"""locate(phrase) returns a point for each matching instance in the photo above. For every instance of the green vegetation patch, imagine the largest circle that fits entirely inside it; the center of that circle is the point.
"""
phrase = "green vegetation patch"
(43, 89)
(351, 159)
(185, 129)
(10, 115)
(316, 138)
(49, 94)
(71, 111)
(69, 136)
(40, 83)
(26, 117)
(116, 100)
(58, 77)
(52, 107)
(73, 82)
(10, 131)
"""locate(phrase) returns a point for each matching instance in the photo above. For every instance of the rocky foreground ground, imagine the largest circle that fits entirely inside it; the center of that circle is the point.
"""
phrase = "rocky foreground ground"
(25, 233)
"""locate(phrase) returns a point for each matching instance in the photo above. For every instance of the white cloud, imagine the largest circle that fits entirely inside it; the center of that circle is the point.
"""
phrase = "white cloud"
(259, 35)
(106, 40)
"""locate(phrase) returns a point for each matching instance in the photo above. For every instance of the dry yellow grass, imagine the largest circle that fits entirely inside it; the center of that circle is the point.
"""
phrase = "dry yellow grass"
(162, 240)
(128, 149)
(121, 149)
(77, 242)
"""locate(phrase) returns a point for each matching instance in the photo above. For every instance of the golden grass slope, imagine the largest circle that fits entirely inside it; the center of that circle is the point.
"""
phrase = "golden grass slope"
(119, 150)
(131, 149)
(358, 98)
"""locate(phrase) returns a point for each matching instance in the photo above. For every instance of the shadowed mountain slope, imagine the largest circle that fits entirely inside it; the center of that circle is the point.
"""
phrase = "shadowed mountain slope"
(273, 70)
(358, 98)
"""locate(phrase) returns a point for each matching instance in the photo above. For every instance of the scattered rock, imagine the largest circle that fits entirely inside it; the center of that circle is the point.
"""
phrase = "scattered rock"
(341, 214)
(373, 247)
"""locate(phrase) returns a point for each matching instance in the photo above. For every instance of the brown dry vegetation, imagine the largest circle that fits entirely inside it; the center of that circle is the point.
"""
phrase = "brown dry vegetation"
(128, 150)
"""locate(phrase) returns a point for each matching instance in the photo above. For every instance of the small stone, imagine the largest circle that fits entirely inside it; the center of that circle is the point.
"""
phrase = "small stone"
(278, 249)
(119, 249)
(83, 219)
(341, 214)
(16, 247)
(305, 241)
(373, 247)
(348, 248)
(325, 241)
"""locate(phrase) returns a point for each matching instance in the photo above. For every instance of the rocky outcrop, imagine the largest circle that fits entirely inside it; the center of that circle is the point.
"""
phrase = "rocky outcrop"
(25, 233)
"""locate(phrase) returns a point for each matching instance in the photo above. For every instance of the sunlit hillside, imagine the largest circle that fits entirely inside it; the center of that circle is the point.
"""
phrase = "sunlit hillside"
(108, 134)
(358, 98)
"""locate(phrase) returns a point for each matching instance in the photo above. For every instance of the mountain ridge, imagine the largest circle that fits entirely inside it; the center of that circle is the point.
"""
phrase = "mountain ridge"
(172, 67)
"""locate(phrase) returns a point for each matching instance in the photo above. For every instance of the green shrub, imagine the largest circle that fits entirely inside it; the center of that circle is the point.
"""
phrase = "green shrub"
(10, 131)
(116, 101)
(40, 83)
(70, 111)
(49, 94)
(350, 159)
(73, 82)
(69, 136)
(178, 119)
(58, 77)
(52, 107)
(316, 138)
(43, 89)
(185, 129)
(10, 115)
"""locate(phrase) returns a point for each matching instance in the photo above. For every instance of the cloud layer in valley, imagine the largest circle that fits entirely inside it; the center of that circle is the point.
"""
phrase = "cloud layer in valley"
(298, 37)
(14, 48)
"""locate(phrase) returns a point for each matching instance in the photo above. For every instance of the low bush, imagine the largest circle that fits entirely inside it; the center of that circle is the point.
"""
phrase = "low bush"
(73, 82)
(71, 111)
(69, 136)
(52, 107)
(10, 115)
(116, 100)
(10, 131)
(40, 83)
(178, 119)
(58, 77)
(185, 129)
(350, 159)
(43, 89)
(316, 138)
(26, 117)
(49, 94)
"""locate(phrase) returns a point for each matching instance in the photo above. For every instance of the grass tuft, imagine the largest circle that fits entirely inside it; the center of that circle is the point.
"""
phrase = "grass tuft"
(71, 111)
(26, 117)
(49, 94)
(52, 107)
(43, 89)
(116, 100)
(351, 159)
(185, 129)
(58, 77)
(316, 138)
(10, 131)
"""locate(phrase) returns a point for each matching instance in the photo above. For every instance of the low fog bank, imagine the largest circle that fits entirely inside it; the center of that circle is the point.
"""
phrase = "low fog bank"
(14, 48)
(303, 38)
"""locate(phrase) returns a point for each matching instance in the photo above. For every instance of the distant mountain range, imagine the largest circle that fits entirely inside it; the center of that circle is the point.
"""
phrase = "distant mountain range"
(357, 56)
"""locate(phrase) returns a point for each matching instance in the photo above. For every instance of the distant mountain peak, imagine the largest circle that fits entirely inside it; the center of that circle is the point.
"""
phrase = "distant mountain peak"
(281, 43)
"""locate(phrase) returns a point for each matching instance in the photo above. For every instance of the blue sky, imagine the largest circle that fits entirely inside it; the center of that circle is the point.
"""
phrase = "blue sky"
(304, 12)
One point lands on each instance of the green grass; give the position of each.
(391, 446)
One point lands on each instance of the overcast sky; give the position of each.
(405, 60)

· · · ·

SET PROBLEM: Rewrite every line from the one that contains "of the blue" through the final line in full, adjusting each coordinate in the point pairs by -113. Leave all other wording and numbers unchanged.

THE SOLUTION:
"""locate(phrase) returns a point for each matching instance in the photo above. For every instance of the blue sky, imagine the largest circle that fits entirely inside it; the center of that circle is the point.
"""
phrase = "blue sky"
(191, -101)
One point lands on each instance of the green grass; give the position of each.
(278, 333)
One point lands on each instance of the overcast sky; give the position of each.
(292, -53)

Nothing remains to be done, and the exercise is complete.